Prompt: Rewrite every one of the records below with "each instance" replaced by "every occurrence", leaving everything else the same.

--- Start of Input rows ---

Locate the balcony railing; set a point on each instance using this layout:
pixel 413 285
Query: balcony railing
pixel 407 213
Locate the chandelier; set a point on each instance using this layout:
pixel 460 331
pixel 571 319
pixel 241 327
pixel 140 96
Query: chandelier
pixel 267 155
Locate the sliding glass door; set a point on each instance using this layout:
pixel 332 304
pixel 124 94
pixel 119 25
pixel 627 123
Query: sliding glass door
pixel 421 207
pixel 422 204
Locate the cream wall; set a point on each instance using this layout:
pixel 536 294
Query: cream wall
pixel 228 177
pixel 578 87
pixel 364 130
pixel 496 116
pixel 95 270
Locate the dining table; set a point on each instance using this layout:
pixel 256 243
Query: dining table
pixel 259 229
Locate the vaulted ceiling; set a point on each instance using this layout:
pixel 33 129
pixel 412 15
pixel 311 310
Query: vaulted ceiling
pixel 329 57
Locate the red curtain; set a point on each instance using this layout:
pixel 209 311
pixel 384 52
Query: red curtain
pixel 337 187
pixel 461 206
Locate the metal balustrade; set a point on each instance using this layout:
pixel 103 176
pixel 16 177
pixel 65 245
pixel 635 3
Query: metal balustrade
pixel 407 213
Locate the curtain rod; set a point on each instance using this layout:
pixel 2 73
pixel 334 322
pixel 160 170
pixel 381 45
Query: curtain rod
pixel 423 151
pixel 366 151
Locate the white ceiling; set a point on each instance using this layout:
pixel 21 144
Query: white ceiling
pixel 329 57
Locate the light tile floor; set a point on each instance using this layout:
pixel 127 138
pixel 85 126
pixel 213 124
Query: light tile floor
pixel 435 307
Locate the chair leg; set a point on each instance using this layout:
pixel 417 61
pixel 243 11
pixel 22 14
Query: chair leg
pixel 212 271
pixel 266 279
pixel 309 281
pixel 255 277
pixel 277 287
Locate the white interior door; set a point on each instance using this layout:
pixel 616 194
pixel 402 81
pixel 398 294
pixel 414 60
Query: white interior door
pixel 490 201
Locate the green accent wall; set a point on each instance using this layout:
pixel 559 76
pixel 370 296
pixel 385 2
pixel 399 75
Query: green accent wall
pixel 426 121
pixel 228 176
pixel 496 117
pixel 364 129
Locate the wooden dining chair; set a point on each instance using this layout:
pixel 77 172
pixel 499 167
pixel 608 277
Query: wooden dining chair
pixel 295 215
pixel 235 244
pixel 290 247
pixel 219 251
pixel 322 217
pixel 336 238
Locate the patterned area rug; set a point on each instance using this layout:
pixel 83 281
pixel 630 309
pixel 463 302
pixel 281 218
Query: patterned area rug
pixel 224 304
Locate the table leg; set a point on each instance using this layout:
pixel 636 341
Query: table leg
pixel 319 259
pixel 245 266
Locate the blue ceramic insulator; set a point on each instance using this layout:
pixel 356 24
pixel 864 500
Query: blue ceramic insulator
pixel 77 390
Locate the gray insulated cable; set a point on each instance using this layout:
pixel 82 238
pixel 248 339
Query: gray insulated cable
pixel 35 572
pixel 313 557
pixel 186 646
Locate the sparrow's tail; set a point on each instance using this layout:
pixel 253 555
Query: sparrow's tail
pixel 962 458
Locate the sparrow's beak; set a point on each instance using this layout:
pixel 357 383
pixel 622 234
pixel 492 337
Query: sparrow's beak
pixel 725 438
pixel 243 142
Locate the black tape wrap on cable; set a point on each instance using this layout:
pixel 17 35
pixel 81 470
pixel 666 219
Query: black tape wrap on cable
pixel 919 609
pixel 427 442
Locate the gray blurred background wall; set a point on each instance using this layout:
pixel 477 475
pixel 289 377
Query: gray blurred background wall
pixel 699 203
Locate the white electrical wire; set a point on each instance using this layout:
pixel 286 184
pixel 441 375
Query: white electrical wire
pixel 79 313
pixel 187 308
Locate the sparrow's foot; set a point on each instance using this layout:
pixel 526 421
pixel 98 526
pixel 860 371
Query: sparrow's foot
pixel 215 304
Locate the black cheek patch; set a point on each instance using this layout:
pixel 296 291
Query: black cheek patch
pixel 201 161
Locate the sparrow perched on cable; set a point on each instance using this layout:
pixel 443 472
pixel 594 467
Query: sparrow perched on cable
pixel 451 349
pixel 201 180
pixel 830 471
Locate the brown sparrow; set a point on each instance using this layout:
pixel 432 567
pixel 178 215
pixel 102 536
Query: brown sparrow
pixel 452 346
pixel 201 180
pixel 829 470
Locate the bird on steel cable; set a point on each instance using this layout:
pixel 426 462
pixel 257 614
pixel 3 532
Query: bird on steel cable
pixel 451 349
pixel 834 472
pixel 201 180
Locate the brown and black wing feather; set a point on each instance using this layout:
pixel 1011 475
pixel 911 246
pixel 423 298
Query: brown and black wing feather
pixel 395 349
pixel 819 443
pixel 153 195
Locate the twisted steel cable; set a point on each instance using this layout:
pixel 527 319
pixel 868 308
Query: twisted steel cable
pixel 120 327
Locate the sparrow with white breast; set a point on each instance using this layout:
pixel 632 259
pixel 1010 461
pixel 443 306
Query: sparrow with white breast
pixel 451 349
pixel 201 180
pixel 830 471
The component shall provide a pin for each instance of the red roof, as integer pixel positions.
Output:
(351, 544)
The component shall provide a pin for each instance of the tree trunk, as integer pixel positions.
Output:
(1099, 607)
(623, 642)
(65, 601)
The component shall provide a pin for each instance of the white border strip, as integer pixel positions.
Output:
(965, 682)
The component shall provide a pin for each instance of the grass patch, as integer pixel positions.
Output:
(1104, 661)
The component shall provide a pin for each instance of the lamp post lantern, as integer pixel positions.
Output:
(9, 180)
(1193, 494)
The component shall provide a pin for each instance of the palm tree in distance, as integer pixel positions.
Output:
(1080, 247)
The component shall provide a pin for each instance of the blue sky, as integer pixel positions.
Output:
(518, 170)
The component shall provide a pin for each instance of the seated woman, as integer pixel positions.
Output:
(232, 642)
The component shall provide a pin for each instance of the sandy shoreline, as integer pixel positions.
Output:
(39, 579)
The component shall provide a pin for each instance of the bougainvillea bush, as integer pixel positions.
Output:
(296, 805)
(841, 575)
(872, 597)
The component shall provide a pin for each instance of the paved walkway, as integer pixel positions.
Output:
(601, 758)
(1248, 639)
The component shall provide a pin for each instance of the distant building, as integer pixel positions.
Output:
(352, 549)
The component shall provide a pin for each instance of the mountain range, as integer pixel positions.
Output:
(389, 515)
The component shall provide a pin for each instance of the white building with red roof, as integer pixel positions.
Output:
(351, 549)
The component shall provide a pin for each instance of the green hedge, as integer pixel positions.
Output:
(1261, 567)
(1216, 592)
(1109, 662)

--- End of Input rows ---

Expected answer:
Locate the balcony railing; set a point on every occurrence using this layout:
pixel 413 285
Query: balcony railing
pixel 407 213
Locate the chandelier; set a point on every occurrence using this layout:
pixel 460 331
pixel 571 319
pixel 241 327
pixel 140 96
Query: chandelier
pixel 267 155
Locate the sliding glass door; set a point on every occurrence using this layout:
pixel 332 304
pixel 124 94
pixel 119 25
pixel 627 123
Query: sliding glass door
pixel 421 207
pixel 422 204
Locate the cream wall; set a point on every occurrence using this layout:
pixel 536 294
Query: cream wall
pixel 228 177
pixel 578 87
pixel 364 130
pixel 496 116
pixel 95 270
Locate the dining table; set a point on every occurrence using this layout:
pixel 256 243
Query: dining table
pixel 259 229
Locate the vaulted ceiling; set a point on every occurrence using this layout:
pixel 33 129
pixel 412 15
pixel 311 310
Query: vaulted ceiling
pixel 329 57
Locate the red curtain; set a point on every occurrence using this layout:
pixel 209 311
pixel 384 52
Query: red curtain
pixel 337 187
pixel 461 206
Locate the metal balustrade; set a point on every occurrence using this layout:
pixel 103 176
pixel 16 177
pixel 65 245
pixel 635 3
Query: metal balustrade
pixel 407 213
Locate the curtain rod; set a point on every occurrence using this layout:
pixel 2 73
pixel 334 322
pixel 160 170
pixel 381 45
Query: curtain rod
pixel 423 151
pixel 366 151
Locate the white ceiling; set a point on every occurrence using this layout:
pixel 21 144
Query: white ceiling
pixel 329 57
Locate the light tile floor; set a point on every occurrence using this layout:
pixel 127 138
pixel 85 126
pixel 213 124
Query: light tile floor
pixel 435 307
Locate the chair leg; set a point on every occurrence using this layout:
pixel 417 61
pixel 243 11
pixel 22 14
Query: chair leg
pixel 212 271
pixel 266 279
pixel 309 281
pixel 255 277
pixel 277 287
Locate the white interior door; set a point on every occurrence using this layout:
pixel 616 194
pixel 402 81
pixel 398 294
pixel 414 60
Query: white interior door
pixel 490 201
Locate the green accent wall; set a point on every occurrence using this layout:
pixel 559 76
pixel 370 296
pixel 385 2
pixel 399 75
Query: green accent wall
pixel 426 121
pixel 228 176
pixel 496 117
pixel 364 129
Locate the wooden dining chair; set a point on every occurrence using this layout:
pixel 77 172
pixel 499 167
pixel 608 277
Query: wooden dining chair
pixel 295 215
pixel 235 244
pixel 290 247
pixel 219 251
pixel 322 217
pixel 336 238
Locate the patterned area rug; set a point on every occurrence using this layout:
pixel 83 281
pixel 630 309
pixel 463 302
pixel 281 218
Query: patterned area rug
pixel 224 304
Locate the table leg; set a point on every occurrence using this layout:
pixel 636 341
Query: table leg
pixel 319 259
pixel 245 266
Locate the blue ceramic insulator; set a point on every occurrence using this layout:
pixel 356 24
pixel 864 500
Query: blue ceramic insulator
pixel 77 390
Locate the gray insulated cable; set a point on every occurrence using this layout:
pixel 82 238
pixel 248 339
Query: gray insulated cable
pixel 35 572
pixel 313 557
pixel 186 646
Locate the sparrow's tail; set a point on every occurrence using this layout:
pixel 253 555
Query: sparrow's tail
pixel 962 458
Locate the sparrow's beak; set a point on every occurrence using this layout:
pixel 357 383
pixel 622 234
pixel 492 337
Query: sparrow's beak
pixel 725 438
pixel 243 142
Locate the black tape wrap on cable; set a point on every occurrence using this layout:
pixel 17 35
pixel 81 470
pixel 666 219
Query: black tape wrap on cable
pixel 919 609
pixel 427 442
Locate the gray blurred background wall; set a point on every occurrence using this layout:
pixel 477 475
pixel 289 377
Query: gray blurred background wall
pixel 699 203
Locate the white electrical wire; set a point on every occurrence using this layout:
pixel 286 184
pixel 441 375
Query: white electrical wire
pixel 79 313
pixel 187 308
Locate the sparrow's foot; set a point on every occurrence using this layout:
pixel 526 421
pixel 98 526
pixel 860 371
Query: sparrow's foot
pixel 215 304
Locate the black cheek patch; set a point on every occurrence using this layout:
pixel 296 291
Query: black cheek patch
pixel 201 161
Locate the sparrow perched on cable; set a point on every occurrence using this layout:
pixel 443 472
pixel 594 467
Query: sparrow perched on cable
pixel 451 349
pixel 201 180
pixel 830 471
Locate the brown sparrow; set a point on every occurrence using this layout:
pixel 432 567
pixel 178 215
pixel 102 536
Query: brown sparrow
pixel 452 346
pixel 201 180
pixel 829 470
Locate the bird on steel cable; set a point on every occurrence using this layout:
pixel 426 462
pixel 257 614
pixel 3 532
Query: bird on steel cable
pixel 451 349
pixel 834 472
pixel 201 180
Locate the brown and black wing feather; set a point on every occurrence using this layout:
pixel 1011 475
pixel 911 246
pixel 423 298
Query: brown and black wing feather
pixel 395 349
pixel 819 443
pixel 153 195
Locate the twisted steel cable; set a point on every occurrence using this layout:
pixel 527 319
pixel 868 308
Query: twisted steel cable
pixel 120 327
Locate the sparrow with white breast; set a point on every occurrence using this layout:
pixel 632 259
pixel 1010 461
pixel 443 306
Query: sparrow with white breast
pixel 451 349
pixel 201 180
pixel 830 471
The component shall provide a pin for every occurrence of the red roof, as integer pixel positions.
Output:
(351, 544)
The component shall provide a pin for every occurrence of the tree trunk, as integer pixel positions.
Output:
(1099, 607)
(623, 642)
(65, 601)
The component shall provide a pin for every occurrence of the white border strip, as integer pixel positions.
Output:
(965, 682)
The component shall provide a pin for every occurrence of the grass patch, as integer pixel positions.
Output:
(1104, 661)
The component shall provide a pin for every occurrence of the lamp post lantern, as integer pixel positions.
Output:
(9, 180)
(1193, 494)
The component shall provide a pin for every occurrence of the palm tree in distance, as integer pixel positions.
Output:
(1080, 247)
The component shall provide a pin for every occurrence of the blue sky, as integer pixel positions.
Output:
(518, 170)
The component shall provide a pin for every occurrence of the seated woman, as integer pixel positions.
Output:
(232, 642)
The component shall provide a pin for every occurrence of the sandy shoreline, as integer pixel positions.
Output:
(39, 579)
The component shall provide a pin for every occurrence of the bougainvillea bush, as integer pixel positions.
Output:
(296, 805)
(841, 575)
(872, 597)
The component shall provide a pin for every occurrence of the paved walkway, as integer pixel positions.
Output:
(601, 758)
(1248, 639)
The component shall provide a pin for every occurrence of the distant building, as integer pixel positions.
Output:
(352, 549)
The component shall provide a pin for every occurrence of the mountain range, as integer pixel positions.
Output:
(389, 515)
The component shall provide a pin for every occurrence of the white building with red roof, as integer pixel positions.
Output:
(351, 549)
The component shall provide a pin for every occurrence of the green hedge, as integer pixel positions.
Output:
(1261, 567)
(1216, 592)
(1109, 662)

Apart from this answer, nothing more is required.